# Sponge filter enough?



## CookieM (Feb 7, 2012)

Why not both? I like HOB for media and flow current. I use sponge to keep all the good stuff there and never have to clean it.


----------



## Puddles (Jan 5, 2013)

Water is cooled by evaporation, which occurs when there is surface agitation. Assuming your hob was causing surface agitation, the tank should not be any cooler than it was before.

If you're unhappy with your tank now that the hob is gone, then by all means add it back! More filtration is always good and it will probably keep your water a little clearer. I always personally use a hob or canister plus a sponge filter. I just like having both methods of filtration and shrimp seem to like bubbles.


Sent from my IPad using magic


----------



## dprais1 (Sep 12, 2012)

I use a sponge filter only on my daughters 20 gal, a dozen guppies, a few shrimp, snails, and 2 juvie bolivian rams.

sponge filters provide a little mechanical filtration but will provide all the chemical filtration you need unless you are really overstocked.

§ Saved data entries:

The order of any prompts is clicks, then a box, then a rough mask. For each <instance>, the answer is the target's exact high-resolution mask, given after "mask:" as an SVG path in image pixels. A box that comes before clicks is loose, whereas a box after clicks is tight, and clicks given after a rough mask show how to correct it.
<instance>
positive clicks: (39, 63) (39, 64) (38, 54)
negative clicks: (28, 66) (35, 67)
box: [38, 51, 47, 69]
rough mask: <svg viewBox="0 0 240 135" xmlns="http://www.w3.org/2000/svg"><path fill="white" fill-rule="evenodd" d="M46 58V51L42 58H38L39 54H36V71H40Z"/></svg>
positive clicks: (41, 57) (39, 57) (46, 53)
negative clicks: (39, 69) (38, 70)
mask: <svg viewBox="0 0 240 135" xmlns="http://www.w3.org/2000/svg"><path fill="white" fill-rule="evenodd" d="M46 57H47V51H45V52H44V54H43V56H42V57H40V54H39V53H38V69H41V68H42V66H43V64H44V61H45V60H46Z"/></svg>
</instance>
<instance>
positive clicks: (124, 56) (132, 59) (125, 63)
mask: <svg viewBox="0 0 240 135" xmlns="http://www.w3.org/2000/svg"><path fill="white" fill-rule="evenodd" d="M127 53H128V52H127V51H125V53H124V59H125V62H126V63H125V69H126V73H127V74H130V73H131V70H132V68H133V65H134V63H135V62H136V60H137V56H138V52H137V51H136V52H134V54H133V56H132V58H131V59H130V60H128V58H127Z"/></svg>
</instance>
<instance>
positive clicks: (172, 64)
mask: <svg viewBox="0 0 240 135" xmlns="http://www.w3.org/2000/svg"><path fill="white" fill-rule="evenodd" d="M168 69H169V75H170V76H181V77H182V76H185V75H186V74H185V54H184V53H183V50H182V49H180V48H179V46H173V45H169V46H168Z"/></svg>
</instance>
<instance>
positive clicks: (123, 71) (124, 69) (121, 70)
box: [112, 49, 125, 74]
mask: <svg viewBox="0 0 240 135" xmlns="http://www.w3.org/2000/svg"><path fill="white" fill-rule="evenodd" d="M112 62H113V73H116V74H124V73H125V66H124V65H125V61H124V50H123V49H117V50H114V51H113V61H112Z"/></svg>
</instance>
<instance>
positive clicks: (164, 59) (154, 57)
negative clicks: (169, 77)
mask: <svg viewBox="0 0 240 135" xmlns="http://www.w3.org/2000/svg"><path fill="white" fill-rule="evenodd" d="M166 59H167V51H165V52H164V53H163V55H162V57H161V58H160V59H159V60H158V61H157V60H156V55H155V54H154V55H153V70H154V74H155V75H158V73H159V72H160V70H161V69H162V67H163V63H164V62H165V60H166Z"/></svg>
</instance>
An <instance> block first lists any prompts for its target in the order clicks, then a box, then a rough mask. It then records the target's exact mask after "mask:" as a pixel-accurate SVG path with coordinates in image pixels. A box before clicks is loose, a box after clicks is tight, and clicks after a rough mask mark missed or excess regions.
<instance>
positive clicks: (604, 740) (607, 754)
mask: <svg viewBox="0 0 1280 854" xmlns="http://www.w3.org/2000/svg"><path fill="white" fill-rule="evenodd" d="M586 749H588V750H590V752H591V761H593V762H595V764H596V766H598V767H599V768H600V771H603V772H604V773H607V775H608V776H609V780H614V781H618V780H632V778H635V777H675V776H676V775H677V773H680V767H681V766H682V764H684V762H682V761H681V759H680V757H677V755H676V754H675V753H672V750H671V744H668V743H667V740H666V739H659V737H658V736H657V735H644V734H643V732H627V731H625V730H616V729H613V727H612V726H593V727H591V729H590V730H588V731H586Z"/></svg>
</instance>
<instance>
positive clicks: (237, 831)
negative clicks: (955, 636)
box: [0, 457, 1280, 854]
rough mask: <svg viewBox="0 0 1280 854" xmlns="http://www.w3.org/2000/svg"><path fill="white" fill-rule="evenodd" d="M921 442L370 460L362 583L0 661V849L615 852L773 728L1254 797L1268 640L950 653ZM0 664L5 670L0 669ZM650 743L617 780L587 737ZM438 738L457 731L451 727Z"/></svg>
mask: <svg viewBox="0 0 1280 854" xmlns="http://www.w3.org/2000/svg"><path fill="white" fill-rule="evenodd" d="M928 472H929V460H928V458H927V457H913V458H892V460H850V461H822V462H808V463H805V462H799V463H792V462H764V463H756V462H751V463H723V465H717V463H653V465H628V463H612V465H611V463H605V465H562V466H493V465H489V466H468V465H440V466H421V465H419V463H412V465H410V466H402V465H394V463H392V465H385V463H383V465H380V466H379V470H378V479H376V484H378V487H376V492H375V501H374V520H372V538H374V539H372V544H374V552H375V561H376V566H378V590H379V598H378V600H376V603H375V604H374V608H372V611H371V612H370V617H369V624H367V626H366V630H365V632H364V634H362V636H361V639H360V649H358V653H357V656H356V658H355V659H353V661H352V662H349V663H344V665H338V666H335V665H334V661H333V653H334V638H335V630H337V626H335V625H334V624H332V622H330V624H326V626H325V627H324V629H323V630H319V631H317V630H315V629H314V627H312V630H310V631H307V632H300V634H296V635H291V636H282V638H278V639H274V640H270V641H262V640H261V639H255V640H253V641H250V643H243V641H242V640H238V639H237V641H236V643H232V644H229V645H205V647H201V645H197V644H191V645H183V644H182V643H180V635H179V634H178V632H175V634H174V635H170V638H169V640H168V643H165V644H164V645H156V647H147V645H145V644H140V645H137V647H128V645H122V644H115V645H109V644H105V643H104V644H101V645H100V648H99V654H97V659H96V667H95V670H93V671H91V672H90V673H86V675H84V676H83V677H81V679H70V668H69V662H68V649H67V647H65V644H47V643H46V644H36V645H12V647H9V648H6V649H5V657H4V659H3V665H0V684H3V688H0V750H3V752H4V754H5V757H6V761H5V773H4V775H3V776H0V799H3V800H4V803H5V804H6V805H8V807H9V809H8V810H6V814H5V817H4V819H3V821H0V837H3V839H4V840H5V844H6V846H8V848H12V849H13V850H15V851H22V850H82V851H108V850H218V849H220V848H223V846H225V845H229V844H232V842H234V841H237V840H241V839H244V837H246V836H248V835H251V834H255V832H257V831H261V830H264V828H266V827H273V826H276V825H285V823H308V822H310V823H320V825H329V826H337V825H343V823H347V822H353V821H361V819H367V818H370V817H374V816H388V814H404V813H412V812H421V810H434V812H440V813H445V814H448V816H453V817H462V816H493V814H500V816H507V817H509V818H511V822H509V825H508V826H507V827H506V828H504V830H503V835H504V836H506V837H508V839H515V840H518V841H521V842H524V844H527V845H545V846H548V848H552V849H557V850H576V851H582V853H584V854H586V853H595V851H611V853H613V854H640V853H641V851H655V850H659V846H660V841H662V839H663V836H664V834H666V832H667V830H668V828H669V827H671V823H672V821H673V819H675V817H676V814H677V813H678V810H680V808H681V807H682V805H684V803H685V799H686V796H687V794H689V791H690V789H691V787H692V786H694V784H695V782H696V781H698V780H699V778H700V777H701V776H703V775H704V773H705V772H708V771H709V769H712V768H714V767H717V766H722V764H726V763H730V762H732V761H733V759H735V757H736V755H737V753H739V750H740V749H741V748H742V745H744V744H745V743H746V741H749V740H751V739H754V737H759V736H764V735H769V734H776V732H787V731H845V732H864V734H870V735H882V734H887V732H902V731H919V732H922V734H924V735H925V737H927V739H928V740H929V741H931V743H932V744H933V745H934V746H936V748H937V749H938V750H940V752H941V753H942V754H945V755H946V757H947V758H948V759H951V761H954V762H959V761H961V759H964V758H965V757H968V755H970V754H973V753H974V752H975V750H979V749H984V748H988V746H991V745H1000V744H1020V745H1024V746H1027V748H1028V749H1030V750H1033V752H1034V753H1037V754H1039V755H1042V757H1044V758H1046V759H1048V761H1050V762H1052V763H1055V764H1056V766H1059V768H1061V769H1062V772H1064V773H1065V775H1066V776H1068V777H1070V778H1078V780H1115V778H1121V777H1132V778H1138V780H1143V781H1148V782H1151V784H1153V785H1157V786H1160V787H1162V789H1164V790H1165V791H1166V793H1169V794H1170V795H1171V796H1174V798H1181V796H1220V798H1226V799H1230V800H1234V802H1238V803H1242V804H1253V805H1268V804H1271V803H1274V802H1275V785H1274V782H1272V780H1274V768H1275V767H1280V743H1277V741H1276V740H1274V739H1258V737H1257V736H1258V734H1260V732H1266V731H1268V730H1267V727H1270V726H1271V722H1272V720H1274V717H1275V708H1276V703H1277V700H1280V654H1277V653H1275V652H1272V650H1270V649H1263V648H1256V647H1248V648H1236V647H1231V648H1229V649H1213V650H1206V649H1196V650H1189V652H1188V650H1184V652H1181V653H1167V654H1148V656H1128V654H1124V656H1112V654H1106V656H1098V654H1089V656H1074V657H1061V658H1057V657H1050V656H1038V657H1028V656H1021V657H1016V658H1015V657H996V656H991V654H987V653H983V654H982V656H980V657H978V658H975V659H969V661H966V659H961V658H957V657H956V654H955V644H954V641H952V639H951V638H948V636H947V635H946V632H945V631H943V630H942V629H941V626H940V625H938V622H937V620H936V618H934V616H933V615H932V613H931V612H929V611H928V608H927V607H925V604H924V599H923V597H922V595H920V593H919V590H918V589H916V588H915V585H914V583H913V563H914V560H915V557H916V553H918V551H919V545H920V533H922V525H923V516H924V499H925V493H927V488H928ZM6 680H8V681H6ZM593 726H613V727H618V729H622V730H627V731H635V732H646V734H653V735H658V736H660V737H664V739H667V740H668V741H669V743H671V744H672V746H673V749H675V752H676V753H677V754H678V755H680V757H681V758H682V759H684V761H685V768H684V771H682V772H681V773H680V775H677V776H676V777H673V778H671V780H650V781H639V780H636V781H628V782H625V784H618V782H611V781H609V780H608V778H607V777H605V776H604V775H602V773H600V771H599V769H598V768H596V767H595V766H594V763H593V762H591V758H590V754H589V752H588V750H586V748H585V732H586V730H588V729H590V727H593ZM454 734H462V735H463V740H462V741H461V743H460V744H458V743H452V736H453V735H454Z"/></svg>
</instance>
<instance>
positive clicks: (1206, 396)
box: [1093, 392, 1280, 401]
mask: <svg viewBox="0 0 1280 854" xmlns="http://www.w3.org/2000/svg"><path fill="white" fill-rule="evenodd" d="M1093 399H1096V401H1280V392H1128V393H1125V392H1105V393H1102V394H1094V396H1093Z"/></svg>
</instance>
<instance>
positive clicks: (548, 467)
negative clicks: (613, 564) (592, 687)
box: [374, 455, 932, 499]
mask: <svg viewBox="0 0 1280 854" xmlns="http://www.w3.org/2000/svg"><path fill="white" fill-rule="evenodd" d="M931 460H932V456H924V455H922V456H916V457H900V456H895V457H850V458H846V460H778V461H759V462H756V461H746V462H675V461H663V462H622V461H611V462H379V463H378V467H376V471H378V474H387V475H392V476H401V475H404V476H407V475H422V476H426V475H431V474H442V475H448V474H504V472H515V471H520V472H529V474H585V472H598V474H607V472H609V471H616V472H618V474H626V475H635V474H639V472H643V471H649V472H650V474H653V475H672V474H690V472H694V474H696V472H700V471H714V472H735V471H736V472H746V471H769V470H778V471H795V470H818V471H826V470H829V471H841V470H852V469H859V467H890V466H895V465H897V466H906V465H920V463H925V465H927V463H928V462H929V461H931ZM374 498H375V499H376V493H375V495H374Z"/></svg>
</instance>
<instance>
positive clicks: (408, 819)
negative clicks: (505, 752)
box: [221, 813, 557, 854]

§ EXERCISE AIM:
Write out the passage of the sponge filter thread between "## CookieM (Feb" and "to like bubbles.", inclusive, word for word.

§ RESULT FOR THIS EXERCISE:
## CookieM (Feb 7, 2012)

Why not both? I like HOB for media and flow current. I use sponge to keep all the good stuff there and never have to clean it.


----------



## Puddles (Jan 5, 2013)

Water is cooled by evaporation, which occurs when there is surface agitation. Assuming your hob was causing surface agitation, the tank should not be any cooler than it was before.

If you're unhappy with your tank now that the hob is gone, then by all means add it back! More filtration is always good and it will probably keep your water a little clearer. I always personally use a hob or canister plus a sponge filter. I just like having both methods of filtration and shrimp seem to like bubbles.